• What is required
Locate each line in the material below that contains the word "every" and copy those lines. Treat uppercase and lowercase as different.

• Provided records
━━━━━━━━━━

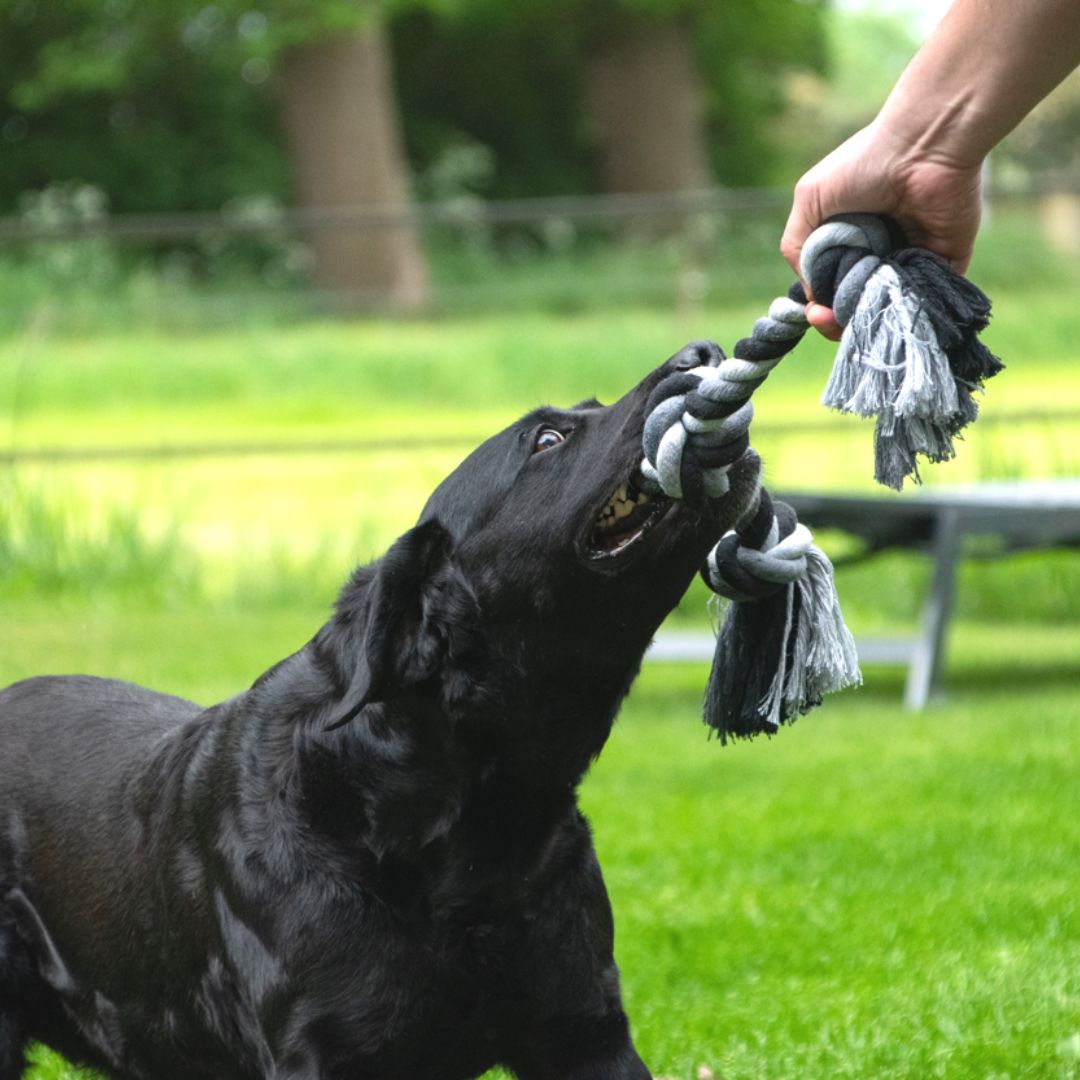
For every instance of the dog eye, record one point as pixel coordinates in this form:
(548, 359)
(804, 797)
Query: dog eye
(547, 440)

━━━━━━━━━━

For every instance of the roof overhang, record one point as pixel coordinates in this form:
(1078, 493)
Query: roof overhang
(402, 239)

━━━━━━━━━━

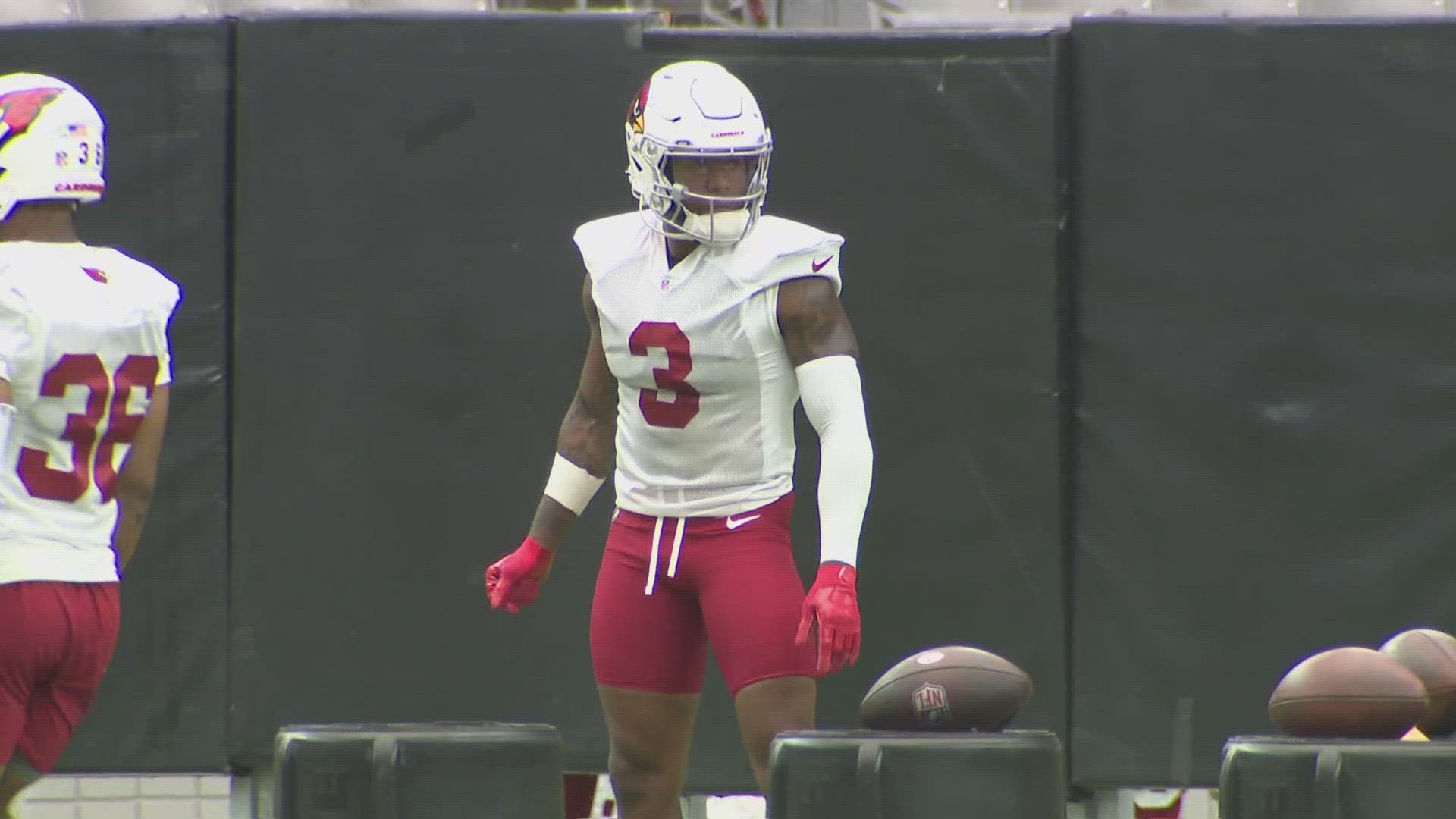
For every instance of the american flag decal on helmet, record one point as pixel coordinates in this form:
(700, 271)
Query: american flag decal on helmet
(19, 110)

━━━━━━━━━━

• Solution for this problem
For every instance of the dog eye, record one point as pixel coordinates in this form:
For every instance of the roof overhang, record one point as pixel coordinates in this form:
For every instance of the american flag decal on helmet, record one point as pixel coordinates in this form:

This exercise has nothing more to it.